_SOURCE EXTRACT_
=-=-=

Another red light for Trump’s executive order

in Giurisprudenza Penale Web, 2017, 2 – ISSN 2499-846X

White house

United States District Court, Western Circuit of Washington at Seattle,
State of Washington et al. v. Donald Trump et al., Case no. C17-0141JLR,
Temporary Restraining Order, 3 February 2017

The legal review over US President Trump’s executive order entitled “Protecting the Nation From Foreign Terrorist Entry into the United States” has brought to a new judicial halt, after Judge Donnely’s order of 27 January 2017.

The State of Washington and the State of Minnesota filed constitutional and statutory claims against the United States, the President, and the Secretaries of Homeland Security and State before the US Western District Court of Washington at Seattle. They moved for an temporary restraining order (TRO) of a portion of President Trump’s executive order, namely sections 3(c), 5(a)-(c), and 5(e) of the Order, related to the travel ban for travellers from seven Muslim-majority countries (Iraq, Syria, Iran, Libya, Somalia, Sudan, and Yemen) and to the suspension of the Refugees Admissions program.

A TOR is an extraordinary remedy which is granted to a party only if it is able to satisfy the Winter test (named after the case Winter v. Nat. Res. Def. Council, 555 U.S. 7, 22 (2008)). Such a remedy is issued in extraordinary circumstances with the purpose to preserve current conditions until a hearing is held at which both parties are present.

The Winter test asks the party to prove that:

  • (1) he is likely to succeed on the merits of his claims,
  • (2) that he is likely to suffer irreparable harm in the absence of preliminary relief,
  • (3) that the balance of equities tips in his favor, and
  • (4) that an injunction is in the public interest.

In the present case, the federal judge James L. Robart found that the States have met the aforementioned legal standards, in particular with respect to their suffering of “significant and ongoing” harm. In his reasoning, Judge Robart noted that the Executive Order “adversely affects the States’ residents in areas of employment, education, business, family relations, and freedom to travel,” and that these harms “extend to the States by virtue of their roles as parens patriae of the residents living within their borders.”, with a negative impact also on the operations and missions of Public universities as well on States’ operations, tax bases and public funds.

=-=-=

(Object location annotation data)

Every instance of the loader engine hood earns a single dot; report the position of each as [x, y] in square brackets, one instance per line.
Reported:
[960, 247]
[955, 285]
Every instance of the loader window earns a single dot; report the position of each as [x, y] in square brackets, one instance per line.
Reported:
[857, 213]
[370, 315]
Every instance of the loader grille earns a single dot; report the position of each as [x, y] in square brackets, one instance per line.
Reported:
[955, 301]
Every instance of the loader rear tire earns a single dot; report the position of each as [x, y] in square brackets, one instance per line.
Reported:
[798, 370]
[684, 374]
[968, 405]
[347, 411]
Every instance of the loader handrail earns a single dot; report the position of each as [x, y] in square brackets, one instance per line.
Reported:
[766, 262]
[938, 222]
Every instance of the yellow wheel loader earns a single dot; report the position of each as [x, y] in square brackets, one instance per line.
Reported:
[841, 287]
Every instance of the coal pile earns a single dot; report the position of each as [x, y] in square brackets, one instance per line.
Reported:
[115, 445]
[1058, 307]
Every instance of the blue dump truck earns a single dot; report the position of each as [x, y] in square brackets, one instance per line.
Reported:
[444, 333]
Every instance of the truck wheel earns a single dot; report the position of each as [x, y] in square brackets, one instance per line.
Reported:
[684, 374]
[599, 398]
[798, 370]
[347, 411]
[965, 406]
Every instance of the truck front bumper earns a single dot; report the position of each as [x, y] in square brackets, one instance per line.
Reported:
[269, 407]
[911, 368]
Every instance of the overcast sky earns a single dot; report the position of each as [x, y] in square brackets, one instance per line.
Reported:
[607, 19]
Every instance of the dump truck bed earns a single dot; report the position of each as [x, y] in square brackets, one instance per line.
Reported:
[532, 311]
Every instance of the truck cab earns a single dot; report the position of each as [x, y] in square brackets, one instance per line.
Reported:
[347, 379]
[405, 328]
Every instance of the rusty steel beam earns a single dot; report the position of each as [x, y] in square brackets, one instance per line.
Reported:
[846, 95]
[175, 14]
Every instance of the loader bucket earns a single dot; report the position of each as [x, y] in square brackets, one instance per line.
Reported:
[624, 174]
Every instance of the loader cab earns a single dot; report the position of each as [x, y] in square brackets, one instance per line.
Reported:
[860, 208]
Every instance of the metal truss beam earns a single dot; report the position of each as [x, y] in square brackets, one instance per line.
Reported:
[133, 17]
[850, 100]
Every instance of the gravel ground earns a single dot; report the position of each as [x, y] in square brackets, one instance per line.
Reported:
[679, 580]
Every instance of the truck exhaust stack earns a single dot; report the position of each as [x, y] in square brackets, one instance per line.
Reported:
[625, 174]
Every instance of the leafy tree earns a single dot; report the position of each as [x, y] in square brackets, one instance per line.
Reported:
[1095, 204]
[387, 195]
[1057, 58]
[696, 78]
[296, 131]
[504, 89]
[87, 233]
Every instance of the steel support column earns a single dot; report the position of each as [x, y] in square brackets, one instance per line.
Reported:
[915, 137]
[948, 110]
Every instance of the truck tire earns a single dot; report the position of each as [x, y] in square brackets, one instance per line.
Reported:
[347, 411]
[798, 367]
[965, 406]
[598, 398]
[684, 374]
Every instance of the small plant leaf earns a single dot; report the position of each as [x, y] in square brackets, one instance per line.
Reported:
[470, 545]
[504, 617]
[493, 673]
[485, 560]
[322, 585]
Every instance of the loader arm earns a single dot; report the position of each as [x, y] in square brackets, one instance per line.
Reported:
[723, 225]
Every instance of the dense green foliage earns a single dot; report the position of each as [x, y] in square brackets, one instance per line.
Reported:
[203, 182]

=-=-=

_THINGS TO DO_
1. Which countries does the article name as covered by the travel ban?
2. Copy out the entries from their first line through the line containing "[1058, 307]", with both ends included.
The article and the entries are unrelated sources.

_SOLUTIONS BY TASK_
1. Iraq, Syria, Iran, Libya, Somalia, Sudan, and Yemen.

2.
Every instance of the loader engine hood earns a single dot; report the position of each as [x, y] in square brackets, one instance per line.
Reported:
[960, 247]
[955, 285]
Every instance of the loader window earns a single dot; report the position of each as [x, y] in square brackets, one instance per line.
Reported:
[857, 213]
[370, 315]
Every instance of the loader grille earns a single dot; report the position of each as [x, y] in square brackets, one instance per line.
Reported:
[955, 301]
Every instance of the loader rear tire earns a single dot; report the position of each as [x, y] in square brackets, one instance per line.
Reported:
[798, 370]
[684, 374]
[968, 405]
[347, 411]
Every instance of the loader handrail earns a single dot; report the position of each as [x, y] in square brackets, one instance per line.
Reported:
[766, 262]
[938, 222]
Every instance of the yellow wheel loader earns a single dot; report the position of each as [x, y] in square brackets, one instance per line.
Reported:
[841, 287]
Every instance of the coal pile earns a single dot; report the position of each as [x, y] in square brackets, one instance per line.
Reported:
[115, 445]
[1058, 307]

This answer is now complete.